> [THE TASKS]
1 > Reproduce the passage on school gardening and nutrition between "In the video" and "make healthier choices.", inclusive.
2 > In the passage on school gardening and nutrition, what did children from the garden program later help their parents with?

Physical Health & Nutrition

Gardening naturally intersects health and nutrition, which in itself is linked to better learning outcomes and mental well-being (healthy body = healthy brains): Gardening is a workout! It is a full-bodied physical activity, hauling dirt, shoveling compost, weeding, planting, harvesting and even watering are all great forms of physical activity, especially if you are gardening daily. Gardening also naturally creates a platform to talk about health and nutrition with your students. Growing and eating your own food and knowing exactly where it comes from, creates a positive connection to our local food systems. Discussing healthy eating choices (fruits and veggies) can help students begin recognizing that its important on what we fuel our bodies with and how different foods can make us feel, building their health literacy. Plus eating homegrown produce makes it taste better! Store bought tomatoes got nothing on a big juicy garden tomato and that’s a fact (well, a Dakota backed fact, don’t quote me on that). By growing edible plants, children develop familiarity and positive feelings towards fresh produce. This in turn usually helps them eat, or at the very least become more willing to try new vegetables or fruits. School gardens can be a great place to get the message across that eating fresh fruits and vegetables is good for us and it can be really fun too!

In the video below, they discuss how the children who had participated in the garden program, later on helped their parents with making better grocery shop choices and became much more involved in the grocery shopping itself. They were engaged and focused on finding the different fruits and veggies they knew and grew and even wanted to help make the meals they ate. This in turn allowed them to contribute to the building of healthier choices by the bigger connections of food relationships and sharing them with their families (whoohoo). In short, they learned the confidence to make healthier choices.

Why Gardening Matters (and a few limitations)

> [EXTRACTED RECORDS]
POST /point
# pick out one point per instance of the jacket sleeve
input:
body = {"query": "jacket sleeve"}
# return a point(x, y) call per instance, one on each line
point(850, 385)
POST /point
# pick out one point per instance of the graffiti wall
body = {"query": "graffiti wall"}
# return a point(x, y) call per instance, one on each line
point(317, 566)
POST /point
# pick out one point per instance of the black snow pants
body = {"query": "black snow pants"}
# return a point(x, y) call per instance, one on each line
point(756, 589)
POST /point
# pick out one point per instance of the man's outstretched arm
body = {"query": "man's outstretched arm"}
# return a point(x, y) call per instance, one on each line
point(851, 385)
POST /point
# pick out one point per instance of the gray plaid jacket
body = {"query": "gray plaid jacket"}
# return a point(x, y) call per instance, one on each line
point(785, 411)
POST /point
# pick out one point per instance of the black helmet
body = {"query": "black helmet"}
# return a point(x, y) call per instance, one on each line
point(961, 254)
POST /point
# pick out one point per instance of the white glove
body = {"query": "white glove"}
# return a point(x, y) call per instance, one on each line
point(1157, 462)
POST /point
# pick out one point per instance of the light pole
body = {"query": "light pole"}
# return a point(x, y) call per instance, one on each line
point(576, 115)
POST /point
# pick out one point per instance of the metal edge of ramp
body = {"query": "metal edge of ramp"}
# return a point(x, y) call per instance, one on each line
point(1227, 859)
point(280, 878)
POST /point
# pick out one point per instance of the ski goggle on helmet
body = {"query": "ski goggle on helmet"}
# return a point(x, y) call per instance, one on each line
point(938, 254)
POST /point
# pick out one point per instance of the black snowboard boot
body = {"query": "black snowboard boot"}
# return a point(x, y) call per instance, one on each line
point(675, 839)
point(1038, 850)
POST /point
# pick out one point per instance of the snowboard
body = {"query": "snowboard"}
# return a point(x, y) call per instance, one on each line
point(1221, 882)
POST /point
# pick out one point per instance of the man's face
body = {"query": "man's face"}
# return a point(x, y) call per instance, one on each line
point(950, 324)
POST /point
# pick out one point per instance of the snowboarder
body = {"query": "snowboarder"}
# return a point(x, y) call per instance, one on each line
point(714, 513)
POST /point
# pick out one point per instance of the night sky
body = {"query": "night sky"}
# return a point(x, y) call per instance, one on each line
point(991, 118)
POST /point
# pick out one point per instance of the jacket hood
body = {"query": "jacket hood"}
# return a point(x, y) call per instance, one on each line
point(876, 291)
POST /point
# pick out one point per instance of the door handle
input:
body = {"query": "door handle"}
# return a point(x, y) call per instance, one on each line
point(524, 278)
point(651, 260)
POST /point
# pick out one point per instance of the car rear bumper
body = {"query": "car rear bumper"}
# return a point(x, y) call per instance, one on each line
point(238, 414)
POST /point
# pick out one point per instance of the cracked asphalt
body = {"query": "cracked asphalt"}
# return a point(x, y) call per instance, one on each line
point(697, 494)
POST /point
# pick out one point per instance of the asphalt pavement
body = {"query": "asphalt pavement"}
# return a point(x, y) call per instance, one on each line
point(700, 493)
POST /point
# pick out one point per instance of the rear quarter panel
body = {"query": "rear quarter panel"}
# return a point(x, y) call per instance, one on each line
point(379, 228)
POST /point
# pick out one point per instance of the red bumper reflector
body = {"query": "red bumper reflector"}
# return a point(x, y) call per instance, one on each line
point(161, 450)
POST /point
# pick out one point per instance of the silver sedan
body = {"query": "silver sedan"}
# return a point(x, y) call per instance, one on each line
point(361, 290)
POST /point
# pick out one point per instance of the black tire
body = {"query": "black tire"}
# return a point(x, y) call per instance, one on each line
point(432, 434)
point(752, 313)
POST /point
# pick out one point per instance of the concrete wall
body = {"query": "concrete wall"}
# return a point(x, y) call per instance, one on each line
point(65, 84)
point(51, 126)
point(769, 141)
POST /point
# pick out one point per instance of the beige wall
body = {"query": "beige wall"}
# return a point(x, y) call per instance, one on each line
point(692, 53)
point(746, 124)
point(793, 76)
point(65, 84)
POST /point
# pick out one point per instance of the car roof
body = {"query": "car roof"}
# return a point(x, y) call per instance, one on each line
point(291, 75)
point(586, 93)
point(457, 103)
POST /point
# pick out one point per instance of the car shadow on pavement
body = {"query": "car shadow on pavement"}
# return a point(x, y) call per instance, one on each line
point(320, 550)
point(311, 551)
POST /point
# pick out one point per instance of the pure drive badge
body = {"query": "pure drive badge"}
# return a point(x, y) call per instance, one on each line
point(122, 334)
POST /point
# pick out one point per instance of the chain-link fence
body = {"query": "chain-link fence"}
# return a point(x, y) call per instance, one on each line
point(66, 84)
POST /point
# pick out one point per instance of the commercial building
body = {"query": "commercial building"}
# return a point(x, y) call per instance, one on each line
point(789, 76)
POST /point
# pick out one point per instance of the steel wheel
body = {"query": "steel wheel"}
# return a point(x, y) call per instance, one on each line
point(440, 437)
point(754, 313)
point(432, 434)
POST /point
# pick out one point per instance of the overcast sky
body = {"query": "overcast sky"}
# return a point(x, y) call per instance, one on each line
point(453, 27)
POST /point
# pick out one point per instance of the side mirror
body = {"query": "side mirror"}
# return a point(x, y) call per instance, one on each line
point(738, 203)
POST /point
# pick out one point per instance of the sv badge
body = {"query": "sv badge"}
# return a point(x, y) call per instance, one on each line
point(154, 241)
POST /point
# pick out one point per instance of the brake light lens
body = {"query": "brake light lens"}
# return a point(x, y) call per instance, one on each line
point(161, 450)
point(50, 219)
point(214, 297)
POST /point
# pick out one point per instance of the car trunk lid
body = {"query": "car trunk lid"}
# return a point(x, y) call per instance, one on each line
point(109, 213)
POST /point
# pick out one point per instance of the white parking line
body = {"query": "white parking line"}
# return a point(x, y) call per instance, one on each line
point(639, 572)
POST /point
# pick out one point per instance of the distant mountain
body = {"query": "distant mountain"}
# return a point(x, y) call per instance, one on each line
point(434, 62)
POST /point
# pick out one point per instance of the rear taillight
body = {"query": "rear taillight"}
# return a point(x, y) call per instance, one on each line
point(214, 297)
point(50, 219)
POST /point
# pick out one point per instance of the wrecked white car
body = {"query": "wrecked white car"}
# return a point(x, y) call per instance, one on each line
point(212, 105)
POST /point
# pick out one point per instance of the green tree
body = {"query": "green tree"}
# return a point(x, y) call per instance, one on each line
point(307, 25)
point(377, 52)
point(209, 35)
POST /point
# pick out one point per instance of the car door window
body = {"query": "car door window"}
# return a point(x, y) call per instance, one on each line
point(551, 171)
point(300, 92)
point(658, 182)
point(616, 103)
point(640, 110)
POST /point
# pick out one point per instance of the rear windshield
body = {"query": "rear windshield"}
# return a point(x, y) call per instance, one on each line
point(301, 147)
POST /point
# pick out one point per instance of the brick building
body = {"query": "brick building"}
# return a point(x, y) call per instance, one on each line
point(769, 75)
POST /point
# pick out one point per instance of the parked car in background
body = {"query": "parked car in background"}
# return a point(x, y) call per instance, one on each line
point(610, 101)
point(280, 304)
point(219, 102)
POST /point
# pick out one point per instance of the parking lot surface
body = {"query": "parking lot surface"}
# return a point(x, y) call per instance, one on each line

> [OUTPUTS FOR THE TASKS]
1 >
In the video below, they discuss how the children who had participated in the garden program, later on helped their parents with making better grocery shop choices and became much more involved in the grocery shopping itself. They were engaged and focused on finding the different fruits and veggies they knew and grew and even wanted to help make the meals they ate. This in turn allowed them to contribute to the building of healthier choices by the bigger connections of food relationships and sharing them with their families (whoohoo). In short, they learned the confidence to make healthier choices.

2 > They helped their parents make better grocery shopping choices.